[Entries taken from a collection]
• • • • • • •
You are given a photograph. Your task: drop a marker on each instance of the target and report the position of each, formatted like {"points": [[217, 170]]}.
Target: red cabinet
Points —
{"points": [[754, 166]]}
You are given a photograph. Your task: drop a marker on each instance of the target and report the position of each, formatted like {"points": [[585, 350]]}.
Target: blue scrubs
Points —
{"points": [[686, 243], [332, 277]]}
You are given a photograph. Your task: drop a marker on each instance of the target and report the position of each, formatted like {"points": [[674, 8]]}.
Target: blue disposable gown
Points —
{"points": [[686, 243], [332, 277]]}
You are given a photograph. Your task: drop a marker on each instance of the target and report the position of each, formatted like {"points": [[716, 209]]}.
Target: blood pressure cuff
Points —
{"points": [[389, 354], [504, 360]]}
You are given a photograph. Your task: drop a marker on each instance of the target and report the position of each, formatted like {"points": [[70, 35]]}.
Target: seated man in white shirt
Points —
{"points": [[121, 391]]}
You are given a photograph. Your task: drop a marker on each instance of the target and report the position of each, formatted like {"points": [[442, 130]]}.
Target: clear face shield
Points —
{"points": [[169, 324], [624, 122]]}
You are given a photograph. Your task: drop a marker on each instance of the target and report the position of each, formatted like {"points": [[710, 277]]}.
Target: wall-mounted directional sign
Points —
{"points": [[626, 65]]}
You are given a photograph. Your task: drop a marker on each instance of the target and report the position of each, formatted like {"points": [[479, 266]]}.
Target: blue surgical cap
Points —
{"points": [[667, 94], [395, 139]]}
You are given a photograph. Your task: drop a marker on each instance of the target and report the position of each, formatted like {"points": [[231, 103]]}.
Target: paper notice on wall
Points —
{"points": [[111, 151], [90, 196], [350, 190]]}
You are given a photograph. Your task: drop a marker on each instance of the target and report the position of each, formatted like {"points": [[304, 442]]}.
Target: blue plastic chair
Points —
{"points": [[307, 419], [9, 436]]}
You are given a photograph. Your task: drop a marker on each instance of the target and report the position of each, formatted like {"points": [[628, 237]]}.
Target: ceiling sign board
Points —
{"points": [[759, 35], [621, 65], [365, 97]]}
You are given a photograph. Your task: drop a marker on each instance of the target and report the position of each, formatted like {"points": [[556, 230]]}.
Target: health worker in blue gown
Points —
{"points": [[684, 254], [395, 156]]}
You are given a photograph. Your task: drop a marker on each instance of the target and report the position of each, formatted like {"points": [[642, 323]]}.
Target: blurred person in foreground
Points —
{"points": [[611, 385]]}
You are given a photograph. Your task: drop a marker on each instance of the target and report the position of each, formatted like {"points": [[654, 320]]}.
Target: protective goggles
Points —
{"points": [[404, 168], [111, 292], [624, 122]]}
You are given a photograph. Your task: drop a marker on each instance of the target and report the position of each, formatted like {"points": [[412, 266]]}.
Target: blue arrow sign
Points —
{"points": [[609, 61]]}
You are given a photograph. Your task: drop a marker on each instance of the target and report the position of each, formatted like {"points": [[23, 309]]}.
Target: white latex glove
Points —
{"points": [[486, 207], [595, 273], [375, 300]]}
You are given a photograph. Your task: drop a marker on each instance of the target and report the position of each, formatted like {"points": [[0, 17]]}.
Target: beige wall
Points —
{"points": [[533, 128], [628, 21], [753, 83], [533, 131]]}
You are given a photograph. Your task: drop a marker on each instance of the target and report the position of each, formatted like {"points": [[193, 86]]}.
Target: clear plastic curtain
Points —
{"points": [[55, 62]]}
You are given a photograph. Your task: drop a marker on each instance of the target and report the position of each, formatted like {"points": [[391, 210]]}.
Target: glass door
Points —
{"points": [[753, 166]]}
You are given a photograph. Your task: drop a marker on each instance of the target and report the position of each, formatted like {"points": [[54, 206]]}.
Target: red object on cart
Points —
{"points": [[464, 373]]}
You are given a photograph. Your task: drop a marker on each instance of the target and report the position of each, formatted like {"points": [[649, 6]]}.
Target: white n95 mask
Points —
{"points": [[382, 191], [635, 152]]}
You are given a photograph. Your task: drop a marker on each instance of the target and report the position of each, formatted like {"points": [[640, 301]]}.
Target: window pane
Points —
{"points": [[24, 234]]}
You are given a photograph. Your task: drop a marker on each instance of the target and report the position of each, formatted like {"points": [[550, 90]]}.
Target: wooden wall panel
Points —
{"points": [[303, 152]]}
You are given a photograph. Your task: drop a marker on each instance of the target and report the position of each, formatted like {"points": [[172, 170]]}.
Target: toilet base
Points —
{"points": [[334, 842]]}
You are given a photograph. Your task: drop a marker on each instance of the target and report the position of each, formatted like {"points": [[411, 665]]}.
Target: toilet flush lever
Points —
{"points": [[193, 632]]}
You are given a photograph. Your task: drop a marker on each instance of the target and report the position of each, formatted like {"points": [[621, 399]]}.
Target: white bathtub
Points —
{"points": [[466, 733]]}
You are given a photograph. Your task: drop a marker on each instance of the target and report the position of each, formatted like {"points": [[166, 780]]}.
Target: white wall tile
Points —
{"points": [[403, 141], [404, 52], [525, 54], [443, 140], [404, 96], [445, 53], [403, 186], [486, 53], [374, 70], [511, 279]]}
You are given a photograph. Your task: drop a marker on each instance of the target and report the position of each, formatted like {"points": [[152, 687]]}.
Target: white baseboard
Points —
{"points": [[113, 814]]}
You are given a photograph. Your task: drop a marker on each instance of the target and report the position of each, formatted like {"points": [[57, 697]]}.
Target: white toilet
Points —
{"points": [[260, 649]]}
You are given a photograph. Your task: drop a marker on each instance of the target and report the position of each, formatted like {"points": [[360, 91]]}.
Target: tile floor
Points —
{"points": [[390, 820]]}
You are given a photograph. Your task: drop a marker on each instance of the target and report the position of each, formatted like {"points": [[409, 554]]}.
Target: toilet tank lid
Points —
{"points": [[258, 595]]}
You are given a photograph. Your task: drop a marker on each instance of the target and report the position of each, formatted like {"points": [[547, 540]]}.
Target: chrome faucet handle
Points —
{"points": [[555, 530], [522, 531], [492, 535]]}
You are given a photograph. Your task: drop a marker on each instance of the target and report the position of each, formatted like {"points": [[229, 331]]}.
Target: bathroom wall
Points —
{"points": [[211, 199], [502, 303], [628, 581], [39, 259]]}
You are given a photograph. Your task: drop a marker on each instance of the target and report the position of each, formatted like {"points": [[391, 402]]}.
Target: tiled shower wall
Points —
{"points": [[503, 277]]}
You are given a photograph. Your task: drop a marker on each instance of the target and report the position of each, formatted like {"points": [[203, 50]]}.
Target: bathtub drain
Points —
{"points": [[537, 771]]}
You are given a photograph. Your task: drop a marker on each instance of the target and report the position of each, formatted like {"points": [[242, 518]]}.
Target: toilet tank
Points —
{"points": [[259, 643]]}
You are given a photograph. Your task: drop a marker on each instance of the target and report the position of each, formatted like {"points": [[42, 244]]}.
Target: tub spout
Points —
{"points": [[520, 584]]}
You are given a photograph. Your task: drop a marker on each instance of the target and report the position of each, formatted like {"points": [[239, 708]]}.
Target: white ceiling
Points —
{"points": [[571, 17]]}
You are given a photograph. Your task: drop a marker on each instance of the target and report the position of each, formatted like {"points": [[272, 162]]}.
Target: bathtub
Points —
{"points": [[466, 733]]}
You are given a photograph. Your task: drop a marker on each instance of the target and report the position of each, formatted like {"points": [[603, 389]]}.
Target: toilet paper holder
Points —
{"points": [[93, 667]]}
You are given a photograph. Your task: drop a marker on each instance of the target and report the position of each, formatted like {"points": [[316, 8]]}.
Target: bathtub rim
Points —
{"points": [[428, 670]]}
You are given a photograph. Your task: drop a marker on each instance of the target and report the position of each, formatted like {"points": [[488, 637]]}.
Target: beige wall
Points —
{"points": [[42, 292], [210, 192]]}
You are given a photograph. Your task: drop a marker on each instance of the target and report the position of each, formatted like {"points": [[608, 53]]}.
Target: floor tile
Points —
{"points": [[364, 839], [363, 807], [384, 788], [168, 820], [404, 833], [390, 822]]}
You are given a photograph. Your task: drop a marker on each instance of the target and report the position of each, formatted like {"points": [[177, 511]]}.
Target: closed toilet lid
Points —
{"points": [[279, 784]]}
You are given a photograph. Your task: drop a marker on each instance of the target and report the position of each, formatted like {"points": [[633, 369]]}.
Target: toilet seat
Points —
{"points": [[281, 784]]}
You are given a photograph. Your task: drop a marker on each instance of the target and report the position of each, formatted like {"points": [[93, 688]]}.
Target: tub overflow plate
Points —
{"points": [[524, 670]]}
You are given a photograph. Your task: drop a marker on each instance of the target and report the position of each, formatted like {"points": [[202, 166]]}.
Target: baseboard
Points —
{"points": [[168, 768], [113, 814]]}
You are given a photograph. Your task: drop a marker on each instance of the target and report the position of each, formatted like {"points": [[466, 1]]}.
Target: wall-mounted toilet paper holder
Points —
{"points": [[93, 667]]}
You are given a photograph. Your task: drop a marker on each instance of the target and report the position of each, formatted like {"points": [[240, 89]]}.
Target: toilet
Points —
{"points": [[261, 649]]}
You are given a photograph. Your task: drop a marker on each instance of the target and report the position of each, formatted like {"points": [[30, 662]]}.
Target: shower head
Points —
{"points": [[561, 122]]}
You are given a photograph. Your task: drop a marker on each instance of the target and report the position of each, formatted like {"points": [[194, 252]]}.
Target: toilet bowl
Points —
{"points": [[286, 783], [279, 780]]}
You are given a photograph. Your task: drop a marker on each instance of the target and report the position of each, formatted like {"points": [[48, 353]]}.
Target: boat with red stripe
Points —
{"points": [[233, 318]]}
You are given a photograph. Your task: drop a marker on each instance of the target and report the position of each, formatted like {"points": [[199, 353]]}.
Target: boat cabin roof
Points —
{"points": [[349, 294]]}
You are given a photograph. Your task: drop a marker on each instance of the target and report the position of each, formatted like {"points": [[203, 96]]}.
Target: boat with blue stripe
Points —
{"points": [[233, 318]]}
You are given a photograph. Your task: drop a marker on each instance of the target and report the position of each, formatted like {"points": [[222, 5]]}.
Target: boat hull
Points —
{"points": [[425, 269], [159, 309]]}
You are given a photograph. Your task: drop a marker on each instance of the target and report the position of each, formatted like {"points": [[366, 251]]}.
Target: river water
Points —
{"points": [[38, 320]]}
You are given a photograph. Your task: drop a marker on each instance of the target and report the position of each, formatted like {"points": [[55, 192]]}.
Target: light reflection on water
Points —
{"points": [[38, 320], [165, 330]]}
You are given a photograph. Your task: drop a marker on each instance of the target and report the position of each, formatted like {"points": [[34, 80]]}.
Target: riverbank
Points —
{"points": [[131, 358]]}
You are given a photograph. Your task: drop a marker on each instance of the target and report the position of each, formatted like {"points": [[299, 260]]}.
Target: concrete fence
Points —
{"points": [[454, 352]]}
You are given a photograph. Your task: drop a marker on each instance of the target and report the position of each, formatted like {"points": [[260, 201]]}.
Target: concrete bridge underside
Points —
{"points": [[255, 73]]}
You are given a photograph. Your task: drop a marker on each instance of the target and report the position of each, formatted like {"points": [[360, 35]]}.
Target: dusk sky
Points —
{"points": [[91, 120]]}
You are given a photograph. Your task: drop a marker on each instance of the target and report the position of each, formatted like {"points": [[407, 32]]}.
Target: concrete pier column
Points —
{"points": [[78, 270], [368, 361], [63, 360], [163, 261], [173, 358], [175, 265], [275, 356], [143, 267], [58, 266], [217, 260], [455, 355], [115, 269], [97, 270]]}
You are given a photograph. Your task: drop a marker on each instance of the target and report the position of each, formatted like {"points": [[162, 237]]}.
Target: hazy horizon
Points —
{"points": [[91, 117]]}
• • • • • • •
> Written task
Go through the lines above and keep only those that contain the string "baseboard", copying each one out in full.

> Solved exercise
Target: white baseboard
Target: baseboard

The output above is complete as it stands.